GIVEN ENTRIES>
+-------+

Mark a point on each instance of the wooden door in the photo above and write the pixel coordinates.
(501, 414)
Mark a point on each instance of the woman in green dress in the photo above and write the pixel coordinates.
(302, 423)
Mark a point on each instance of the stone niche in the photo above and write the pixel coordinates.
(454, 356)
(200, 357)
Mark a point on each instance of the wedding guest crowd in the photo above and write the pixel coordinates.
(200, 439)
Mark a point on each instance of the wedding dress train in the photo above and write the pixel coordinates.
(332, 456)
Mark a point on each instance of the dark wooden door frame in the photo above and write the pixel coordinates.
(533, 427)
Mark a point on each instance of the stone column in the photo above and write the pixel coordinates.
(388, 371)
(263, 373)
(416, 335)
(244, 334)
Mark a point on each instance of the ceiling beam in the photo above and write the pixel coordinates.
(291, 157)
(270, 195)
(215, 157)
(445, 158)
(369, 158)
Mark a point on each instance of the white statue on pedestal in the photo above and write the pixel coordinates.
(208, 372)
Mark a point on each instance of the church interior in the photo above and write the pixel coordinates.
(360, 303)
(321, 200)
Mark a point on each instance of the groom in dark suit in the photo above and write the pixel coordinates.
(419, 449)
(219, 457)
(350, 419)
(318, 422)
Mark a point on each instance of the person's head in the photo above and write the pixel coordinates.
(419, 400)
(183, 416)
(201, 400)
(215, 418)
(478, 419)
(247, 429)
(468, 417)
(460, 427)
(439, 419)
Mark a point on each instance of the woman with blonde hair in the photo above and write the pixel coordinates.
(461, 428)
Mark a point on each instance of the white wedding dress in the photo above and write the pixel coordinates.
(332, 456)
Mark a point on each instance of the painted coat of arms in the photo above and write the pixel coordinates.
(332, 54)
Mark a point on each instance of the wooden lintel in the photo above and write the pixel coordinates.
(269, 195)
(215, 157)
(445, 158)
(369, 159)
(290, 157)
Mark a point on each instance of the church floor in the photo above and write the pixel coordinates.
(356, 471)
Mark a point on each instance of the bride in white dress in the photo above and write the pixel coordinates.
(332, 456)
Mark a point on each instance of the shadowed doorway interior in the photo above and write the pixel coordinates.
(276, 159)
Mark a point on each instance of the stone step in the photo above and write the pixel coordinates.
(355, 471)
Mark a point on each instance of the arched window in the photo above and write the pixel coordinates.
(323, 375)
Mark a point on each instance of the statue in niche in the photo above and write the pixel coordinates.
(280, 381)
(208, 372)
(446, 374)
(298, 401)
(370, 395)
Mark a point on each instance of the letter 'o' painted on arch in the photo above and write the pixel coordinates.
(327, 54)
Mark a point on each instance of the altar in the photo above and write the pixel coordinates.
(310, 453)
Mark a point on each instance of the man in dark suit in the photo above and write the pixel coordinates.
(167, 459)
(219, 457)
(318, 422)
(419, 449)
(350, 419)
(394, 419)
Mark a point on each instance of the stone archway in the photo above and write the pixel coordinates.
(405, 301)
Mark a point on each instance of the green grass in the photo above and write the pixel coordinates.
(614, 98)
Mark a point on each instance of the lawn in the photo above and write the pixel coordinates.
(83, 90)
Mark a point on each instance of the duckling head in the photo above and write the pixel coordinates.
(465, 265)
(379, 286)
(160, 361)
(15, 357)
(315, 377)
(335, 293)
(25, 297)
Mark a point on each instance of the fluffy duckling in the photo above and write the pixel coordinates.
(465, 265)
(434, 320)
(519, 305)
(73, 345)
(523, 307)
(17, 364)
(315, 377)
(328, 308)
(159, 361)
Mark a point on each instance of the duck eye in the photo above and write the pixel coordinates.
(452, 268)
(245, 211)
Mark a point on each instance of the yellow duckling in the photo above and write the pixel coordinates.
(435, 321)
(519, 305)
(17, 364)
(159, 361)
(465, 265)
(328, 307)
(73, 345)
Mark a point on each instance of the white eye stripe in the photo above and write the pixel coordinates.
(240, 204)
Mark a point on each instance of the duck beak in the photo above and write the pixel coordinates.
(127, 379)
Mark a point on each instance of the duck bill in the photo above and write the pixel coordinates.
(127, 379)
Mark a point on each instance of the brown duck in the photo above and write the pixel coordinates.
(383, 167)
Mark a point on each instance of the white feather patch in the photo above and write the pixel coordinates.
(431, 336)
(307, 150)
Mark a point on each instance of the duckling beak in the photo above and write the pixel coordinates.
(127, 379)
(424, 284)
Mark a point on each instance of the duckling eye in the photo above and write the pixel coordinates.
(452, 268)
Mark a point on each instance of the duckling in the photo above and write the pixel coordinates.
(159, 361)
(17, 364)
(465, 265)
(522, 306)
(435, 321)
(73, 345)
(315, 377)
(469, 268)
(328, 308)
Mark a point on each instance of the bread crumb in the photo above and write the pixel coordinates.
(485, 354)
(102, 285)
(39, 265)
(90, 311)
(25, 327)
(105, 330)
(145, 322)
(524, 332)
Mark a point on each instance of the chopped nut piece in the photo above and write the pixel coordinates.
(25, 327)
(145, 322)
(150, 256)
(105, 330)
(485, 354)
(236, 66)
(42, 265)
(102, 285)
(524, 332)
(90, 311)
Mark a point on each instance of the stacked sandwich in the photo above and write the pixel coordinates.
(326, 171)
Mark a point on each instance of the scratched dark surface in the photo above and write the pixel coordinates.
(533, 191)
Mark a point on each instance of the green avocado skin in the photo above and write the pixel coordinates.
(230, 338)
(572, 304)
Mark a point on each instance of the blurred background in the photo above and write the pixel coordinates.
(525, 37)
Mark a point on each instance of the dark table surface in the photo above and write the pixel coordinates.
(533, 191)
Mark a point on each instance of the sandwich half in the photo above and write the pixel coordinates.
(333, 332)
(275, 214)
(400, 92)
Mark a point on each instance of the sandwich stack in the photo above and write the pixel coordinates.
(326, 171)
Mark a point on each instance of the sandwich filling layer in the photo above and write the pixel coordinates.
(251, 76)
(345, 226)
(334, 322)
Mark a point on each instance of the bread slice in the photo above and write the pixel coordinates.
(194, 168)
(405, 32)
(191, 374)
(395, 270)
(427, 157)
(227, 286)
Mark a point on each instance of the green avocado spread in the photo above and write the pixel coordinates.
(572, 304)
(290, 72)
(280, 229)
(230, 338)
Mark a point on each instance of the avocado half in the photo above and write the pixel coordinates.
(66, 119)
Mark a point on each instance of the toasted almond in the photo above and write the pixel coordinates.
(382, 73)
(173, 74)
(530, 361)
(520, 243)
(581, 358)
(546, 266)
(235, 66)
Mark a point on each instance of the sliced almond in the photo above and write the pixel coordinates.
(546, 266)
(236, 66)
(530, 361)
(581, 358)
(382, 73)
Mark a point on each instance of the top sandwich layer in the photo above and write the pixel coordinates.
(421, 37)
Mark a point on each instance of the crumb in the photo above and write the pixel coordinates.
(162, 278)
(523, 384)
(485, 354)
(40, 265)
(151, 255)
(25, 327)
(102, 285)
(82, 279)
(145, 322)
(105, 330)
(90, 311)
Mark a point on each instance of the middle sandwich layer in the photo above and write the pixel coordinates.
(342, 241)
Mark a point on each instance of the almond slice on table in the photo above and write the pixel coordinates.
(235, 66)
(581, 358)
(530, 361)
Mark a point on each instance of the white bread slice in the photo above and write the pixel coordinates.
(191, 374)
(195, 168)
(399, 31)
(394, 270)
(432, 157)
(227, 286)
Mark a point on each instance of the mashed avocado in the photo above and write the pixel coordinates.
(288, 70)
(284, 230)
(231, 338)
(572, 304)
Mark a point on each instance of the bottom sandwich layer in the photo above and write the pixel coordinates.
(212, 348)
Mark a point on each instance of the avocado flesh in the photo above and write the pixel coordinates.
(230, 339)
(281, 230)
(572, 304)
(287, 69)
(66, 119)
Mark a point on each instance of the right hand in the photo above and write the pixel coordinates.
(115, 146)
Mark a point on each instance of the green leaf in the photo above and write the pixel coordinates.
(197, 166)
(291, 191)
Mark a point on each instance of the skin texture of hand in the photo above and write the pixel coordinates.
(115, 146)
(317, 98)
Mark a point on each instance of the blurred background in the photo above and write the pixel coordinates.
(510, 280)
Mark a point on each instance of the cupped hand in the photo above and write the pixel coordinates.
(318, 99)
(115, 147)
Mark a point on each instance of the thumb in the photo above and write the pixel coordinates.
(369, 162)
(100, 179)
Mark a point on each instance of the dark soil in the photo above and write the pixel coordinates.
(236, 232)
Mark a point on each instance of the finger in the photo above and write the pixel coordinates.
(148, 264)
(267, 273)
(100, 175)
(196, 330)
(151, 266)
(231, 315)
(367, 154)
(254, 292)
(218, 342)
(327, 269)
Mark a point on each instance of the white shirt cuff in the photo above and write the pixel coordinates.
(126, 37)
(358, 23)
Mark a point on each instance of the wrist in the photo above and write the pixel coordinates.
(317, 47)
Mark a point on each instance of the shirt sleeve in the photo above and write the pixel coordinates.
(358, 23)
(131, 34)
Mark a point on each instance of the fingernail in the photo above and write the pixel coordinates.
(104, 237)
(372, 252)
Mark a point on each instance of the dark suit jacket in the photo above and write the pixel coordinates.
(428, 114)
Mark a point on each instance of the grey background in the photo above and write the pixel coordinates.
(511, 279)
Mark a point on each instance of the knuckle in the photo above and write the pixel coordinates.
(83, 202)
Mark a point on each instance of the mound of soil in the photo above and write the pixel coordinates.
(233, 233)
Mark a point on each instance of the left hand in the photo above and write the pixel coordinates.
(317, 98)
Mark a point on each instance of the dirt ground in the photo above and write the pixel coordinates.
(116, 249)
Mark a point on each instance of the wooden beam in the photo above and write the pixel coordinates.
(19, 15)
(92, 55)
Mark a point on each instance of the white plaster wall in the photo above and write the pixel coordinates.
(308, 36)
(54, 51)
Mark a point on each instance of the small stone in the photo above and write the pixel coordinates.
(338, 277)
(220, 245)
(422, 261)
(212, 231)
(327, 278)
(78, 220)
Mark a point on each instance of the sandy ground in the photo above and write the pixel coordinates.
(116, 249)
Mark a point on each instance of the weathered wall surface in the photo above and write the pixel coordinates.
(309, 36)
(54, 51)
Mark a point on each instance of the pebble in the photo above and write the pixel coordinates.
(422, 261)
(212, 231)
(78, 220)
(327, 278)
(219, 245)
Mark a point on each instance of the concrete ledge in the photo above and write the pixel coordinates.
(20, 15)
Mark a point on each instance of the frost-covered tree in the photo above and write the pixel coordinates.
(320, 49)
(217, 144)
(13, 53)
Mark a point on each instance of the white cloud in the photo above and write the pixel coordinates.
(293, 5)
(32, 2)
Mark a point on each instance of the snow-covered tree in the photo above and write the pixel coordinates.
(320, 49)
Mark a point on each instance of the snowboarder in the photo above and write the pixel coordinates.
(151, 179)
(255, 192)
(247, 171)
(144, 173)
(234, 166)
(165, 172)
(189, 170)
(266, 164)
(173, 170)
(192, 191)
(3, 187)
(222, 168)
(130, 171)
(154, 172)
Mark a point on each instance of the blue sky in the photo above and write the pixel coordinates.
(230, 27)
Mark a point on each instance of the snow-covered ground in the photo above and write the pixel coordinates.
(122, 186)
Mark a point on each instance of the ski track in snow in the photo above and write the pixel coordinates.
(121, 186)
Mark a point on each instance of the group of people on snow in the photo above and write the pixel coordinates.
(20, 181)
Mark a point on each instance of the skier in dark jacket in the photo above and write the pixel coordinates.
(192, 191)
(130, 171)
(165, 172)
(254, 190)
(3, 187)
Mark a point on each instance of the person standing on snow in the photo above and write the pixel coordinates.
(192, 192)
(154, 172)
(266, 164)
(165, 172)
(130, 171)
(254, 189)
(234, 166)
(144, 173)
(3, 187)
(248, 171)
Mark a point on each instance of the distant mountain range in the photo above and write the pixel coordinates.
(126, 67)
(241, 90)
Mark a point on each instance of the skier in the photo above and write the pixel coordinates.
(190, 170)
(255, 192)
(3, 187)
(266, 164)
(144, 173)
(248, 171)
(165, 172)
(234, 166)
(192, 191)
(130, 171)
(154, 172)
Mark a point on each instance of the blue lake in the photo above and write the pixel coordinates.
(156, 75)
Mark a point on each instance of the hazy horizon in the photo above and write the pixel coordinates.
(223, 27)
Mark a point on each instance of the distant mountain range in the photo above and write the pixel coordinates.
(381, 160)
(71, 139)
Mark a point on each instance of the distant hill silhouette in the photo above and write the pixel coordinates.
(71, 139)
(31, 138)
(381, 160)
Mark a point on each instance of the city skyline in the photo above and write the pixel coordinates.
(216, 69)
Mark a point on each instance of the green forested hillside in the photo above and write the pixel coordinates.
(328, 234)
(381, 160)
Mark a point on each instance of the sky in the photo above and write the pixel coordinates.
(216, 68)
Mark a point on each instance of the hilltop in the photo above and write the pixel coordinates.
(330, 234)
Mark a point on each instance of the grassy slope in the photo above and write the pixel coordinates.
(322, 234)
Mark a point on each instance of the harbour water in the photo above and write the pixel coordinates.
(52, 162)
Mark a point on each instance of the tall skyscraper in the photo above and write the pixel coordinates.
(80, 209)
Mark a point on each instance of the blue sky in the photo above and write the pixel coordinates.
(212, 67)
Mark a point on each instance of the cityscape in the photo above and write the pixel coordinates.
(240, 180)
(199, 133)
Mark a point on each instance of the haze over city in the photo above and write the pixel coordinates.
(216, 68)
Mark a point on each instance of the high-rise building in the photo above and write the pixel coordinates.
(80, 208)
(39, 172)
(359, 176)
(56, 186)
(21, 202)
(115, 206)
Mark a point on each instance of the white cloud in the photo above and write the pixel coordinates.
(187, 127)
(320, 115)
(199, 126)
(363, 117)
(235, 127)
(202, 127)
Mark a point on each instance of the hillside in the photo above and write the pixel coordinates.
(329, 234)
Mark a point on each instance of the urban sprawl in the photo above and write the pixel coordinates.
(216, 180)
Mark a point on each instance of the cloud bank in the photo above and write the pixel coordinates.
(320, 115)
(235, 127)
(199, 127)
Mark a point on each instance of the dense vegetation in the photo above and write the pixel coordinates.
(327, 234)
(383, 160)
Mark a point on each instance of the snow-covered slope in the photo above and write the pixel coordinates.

+-------+

REQUIREMENT> Set down, word for word, the lines of the entries from the line with "Mark a point on each instance of the hillside" up to and including the final line of the entries.

REPLY>
Mark a point on each instance of the hillside in the photo above and write the pixel coordinates.
(329, 234)
Mark a point on each instance of the urban sprawl in the photo above and write the pixel coordinates.
(216, 180)
Mark a point on each instance of the cloud bank in the photo above and write the pixel coordinates.
(320, 115)
(235, 127)
(199, 127)
Mark a point on each instance of the dense vegetation in the photo above and write the pixel coordinates.
(327, 234)
(383, 160)
Mark a point on each instance of the snow-covered slope in the photo above and write the pixel coordinates.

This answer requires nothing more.